[Task brief]: Turn the rows below, from the start through the line that contains "left=159, top=12, right=163, bottom=37", into a numbered list of their lines, with blank lines left out.

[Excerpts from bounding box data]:
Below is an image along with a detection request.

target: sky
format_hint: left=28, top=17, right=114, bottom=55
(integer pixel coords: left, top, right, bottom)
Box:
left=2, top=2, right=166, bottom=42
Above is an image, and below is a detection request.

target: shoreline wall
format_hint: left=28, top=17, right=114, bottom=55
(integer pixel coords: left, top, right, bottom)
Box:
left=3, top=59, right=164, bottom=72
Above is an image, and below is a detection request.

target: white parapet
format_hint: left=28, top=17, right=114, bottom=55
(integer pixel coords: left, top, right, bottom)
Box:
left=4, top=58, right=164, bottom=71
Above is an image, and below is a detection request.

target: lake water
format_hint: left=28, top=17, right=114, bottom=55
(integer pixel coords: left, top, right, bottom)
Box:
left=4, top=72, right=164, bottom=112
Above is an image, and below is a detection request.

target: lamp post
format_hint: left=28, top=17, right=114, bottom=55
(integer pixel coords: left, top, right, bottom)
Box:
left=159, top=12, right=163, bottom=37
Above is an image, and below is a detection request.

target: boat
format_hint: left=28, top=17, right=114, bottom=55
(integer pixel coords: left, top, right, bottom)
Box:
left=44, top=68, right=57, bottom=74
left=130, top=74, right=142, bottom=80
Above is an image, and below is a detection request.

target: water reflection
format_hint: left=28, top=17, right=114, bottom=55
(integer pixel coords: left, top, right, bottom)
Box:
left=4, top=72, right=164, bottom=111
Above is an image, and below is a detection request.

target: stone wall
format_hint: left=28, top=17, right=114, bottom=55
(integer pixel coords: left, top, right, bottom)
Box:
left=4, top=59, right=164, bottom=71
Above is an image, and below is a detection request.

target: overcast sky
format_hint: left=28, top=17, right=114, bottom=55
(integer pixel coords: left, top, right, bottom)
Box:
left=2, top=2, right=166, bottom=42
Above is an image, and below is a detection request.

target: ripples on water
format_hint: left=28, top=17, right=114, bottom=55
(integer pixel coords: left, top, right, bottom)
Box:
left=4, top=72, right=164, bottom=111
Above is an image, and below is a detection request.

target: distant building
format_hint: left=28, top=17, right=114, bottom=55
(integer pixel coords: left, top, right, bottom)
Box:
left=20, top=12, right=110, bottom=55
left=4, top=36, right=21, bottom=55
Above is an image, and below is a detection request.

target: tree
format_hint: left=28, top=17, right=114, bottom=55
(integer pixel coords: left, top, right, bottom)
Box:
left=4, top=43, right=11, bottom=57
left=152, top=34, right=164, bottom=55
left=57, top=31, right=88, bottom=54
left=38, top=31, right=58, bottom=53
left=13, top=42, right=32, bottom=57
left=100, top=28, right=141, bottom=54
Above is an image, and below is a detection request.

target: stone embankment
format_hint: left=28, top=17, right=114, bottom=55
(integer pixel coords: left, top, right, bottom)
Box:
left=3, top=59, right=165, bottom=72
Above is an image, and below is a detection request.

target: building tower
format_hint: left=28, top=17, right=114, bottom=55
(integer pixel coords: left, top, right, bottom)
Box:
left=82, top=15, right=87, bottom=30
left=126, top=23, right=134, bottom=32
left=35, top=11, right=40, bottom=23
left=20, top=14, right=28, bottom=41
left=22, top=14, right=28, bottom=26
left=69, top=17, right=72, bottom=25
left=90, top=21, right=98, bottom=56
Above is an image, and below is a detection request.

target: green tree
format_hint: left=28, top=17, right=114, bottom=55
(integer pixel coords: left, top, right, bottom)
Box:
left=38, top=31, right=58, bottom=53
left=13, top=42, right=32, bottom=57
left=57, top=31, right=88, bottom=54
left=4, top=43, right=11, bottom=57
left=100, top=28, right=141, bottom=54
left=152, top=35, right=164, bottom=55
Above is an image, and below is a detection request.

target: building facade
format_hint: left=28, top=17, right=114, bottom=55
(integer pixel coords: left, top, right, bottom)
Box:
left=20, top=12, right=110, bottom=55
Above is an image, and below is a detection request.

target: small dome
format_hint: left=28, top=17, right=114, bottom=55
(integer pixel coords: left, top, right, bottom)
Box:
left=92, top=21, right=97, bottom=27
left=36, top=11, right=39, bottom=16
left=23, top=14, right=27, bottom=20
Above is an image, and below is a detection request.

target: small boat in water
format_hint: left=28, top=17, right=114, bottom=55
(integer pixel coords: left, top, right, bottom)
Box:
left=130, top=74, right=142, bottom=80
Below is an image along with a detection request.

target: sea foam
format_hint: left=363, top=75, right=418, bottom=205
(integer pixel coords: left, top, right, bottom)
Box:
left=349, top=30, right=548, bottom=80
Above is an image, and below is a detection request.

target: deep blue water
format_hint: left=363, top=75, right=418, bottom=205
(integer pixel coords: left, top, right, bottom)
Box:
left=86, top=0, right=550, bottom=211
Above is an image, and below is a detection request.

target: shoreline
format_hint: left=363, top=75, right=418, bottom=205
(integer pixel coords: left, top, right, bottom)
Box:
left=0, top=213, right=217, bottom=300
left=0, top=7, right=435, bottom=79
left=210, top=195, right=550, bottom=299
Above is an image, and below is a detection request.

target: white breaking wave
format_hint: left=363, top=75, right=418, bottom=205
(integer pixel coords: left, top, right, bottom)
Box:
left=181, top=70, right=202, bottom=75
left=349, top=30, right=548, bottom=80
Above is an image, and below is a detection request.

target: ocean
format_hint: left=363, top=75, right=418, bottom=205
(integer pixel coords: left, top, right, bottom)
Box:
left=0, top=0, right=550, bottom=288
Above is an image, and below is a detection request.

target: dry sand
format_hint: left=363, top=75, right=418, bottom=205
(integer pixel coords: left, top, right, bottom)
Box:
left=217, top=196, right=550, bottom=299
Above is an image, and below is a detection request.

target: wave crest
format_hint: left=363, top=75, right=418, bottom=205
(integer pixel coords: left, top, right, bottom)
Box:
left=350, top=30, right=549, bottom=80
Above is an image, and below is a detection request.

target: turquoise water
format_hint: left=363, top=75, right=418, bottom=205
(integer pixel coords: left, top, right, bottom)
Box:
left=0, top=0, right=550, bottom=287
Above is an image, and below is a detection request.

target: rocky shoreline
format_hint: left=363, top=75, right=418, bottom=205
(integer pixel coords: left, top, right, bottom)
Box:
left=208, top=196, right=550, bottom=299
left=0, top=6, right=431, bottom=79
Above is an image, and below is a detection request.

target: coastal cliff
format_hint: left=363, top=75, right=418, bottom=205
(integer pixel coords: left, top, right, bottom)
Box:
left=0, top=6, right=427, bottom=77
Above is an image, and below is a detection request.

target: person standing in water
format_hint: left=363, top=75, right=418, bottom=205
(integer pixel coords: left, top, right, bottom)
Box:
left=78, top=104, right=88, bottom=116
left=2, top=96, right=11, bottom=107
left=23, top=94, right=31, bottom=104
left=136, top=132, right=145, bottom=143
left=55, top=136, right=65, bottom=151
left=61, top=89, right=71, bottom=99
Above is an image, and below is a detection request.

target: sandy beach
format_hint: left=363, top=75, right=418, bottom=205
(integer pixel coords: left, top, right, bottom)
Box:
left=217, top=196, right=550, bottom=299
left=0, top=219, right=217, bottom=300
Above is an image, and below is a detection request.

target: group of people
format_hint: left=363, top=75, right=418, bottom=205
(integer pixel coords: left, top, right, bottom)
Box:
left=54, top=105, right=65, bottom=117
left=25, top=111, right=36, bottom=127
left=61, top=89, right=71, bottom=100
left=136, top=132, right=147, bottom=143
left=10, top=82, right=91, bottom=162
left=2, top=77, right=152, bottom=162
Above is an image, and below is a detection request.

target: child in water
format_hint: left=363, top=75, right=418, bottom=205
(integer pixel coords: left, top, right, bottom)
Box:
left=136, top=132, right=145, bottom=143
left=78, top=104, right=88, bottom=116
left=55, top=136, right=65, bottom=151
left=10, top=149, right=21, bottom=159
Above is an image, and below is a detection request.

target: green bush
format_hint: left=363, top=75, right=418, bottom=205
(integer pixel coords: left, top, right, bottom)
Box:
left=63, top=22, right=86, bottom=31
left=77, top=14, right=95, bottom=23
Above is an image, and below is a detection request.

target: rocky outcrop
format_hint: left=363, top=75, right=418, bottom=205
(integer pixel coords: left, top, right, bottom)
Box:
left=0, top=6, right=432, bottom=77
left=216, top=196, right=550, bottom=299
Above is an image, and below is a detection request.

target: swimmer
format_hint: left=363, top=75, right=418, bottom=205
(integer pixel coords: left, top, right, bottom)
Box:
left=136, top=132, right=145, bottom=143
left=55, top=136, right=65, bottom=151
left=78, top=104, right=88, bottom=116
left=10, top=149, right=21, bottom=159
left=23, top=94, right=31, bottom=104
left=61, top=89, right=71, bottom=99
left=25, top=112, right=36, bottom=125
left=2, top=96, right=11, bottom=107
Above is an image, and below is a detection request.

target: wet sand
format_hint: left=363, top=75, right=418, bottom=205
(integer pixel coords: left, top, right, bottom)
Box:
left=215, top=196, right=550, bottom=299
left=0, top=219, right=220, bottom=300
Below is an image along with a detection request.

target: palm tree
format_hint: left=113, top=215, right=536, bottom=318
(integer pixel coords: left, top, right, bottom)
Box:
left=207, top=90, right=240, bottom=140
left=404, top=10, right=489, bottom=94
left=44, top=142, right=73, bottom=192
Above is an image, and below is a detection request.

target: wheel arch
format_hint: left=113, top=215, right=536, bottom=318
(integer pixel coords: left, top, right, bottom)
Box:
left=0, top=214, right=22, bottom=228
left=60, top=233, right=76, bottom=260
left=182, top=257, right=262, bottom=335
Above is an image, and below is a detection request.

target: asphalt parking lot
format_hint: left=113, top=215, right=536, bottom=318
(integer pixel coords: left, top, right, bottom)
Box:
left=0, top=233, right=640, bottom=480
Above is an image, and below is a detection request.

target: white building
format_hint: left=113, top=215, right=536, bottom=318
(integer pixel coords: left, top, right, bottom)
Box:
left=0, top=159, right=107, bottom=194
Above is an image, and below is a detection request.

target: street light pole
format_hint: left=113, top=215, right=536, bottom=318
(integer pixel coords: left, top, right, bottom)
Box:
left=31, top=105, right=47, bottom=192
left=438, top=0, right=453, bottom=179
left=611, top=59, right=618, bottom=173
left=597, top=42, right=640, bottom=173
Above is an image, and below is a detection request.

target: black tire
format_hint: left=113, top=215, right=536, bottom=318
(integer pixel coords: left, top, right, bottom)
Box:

[Exercise output]:
1. Below is an image along with a detection request.
2. target: sky
3. format_hint: left=28, top=17, right=114, bottom=55
4. (integer pixel coords: left, top, right, bottom)
5. Box:
6. left=2, top=2, right=166, bottom=42
7. Above is an image, and below is a detection request.
8. target: shoreline wall
9. format_hint: left=28, top=17, right=114, bottom=55
10. (integer pixel coords: left, top, right, bottom)
11. Box:
12. left=3, top=59, right=164, bottom=72
13. Above is an image, and below is a detection request.
14. target: white parapet
15. format_hint: left=28, top=17, right=114, bottom=55
16. (integer pixel coords: left, top, right, bottom)
17. Box:
18. left=4, top=58, right=164, bottom=71
19. Above is an image, and below is a detection request.
20. target: lake water
21. format_hint: left=28, top=17, right=114, bottom=55
22. (integer pixel coords: left, top, right, bottom)
23. Box:
24. left=4, top=72, right=164, bottom=112
25. Above is an image, and below is a detection request.
26. target: lamp post
27. format_hint: left=28, top=17, right=114, bottom=55
28. (integer pixel coords: left, top, right, bottom)
29. Box:
30. left=159, top=12, right=163, bottom=37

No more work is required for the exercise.